### [PASAJE PROPORCIONADO]
>>>>>

Entonces, les dio libros de Balzac, Stendhal, Flaubert, que las fascinaron. Guehenno
quería mostrar con esto que la buena literatura tiene alcance universal
y que, si llegara al pueblo, sería debidamente acogida.
Por ese lado mostraba el efecto mutilador
de la segregación cultural por clases. Aún
hoy recuerdo haber oído en los años cuarenta que el escritor y pensador
portugués Agostinho da Silva promovió cursos nocturnos para operarios,
en los que comentaba textos de filósofos como Platón, que despertaron mucho
interés y fueron debidamente asimilados.
[...] El
Fausto, el Quijote, Os lusiadas, Machado de Assis pueden ser objeto de
goce en todos los niveles y serían factores inestimables de afinación personal,
si nuestra injusta sociedad no segregase los sectores, impidiendo la difusión
de los productos de la alta cultura y confinando al pueblo solamente a una parte de la cultura, la llamada cultura popular.
En este plano, Brasil se distingue por el alto grado de iniquidad, pues,
como se sabe, tenemos, por un lado, los más altos niveles de instrucción y de
erudición y, por el otro, la masa de despojados -que predomina numéricamente-
sin acceso a esos bienes, y, lo que es peor, sin acceso a los propios bienes materiales
para la supervivencia.

<<<<<

[Registros extraídos]
>>>>>

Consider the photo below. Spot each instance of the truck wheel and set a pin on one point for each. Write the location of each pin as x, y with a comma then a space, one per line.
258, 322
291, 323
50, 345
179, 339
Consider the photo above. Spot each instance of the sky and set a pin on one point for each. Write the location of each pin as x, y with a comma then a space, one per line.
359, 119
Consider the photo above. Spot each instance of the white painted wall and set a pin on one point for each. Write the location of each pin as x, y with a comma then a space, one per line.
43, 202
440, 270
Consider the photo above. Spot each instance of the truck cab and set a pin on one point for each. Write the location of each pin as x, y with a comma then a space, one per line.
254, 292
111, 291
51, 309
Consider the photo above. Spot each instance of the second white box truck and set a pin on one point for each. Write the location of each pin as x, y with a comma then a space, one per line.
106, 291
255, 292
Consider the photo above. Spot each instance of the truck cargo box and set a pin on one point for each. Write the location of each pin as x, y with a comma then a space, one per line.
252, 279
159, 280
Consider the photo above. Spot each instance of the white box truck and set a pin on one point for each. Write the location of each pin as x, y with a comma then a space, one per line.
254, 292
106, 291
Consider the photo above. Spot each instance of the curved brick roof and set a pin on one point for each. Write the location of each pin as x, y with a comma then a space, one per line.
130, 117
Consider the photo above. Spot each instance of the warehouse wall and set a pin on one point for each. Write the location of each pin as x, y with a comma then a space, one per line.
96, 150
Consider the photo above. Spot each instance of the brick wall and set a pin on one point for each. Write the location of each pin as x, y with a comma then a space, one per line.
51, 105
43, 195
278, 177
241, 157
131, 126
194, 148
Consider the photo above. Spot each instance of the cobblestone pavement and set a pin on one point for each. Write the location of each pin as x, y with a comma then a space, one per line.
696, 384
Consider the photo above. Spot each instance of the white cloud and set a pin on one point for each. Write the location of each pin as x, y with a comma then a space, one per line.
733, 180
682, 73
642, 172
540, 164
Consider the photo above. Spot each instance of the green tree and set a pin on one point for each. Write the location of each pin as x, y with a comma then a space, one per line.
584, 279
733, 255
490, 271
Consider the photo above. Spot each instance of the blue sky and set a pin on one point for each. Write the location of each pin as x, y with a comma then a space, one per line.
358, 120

<<<<<

### [QUÉ SE PIDE]
(a) Responda estas preguntas sobre el pasaje:
(i) ¿De qué autores les dio libros Guehenno?
(ii) ¿Para quiénes promovió cursos nocturnos Agostinho da Silva?
(iii) ¿Por qué se distingue Brasil en este plano?
(b) Indique si cada afirmación concuerda con el pasaje y cite las palabras que lo deciden:
(i) Agostinho da Silva era un escritor y pensador español.
(ii) Los textos de filósofos comentados en los cursos despertaron poco interés.
(iii) La masa de despojados predomina numéricamente.
(c) Transcriba sin cambios el fragmento del pasaje que va desde "En este plano, Brasil" hasta "para la supervivencia.", ambos incluidos.

### [LISTA DE SOLUCIONES]
(a)
(i) De Balzac, Stendhal y Flaubert.
(ii) Para operarios.
(iii) Por el alto grado de iniquidad.

(b)
(i) No: "el escritor y pensador portugués Agostinho da Silva".
(ii) No: "despertaron mucho interés y fueron debidamente asimilados".
(iii) Sí: "la masa de despojados -que predomina numéricamente-".

(c)
En este plano, Brasil se distingue por el alto grado de iniquidad, pues,
como se sabe, tenemos, por un lado, los más altos niveles de instrucción y de
erudición y, por el otro, la masa de despojados -que predomina numéricamente-
sin acceso a esos bienes, y, lo que es peor, sin acceso a los propios bienes materiales
para la supervivencia.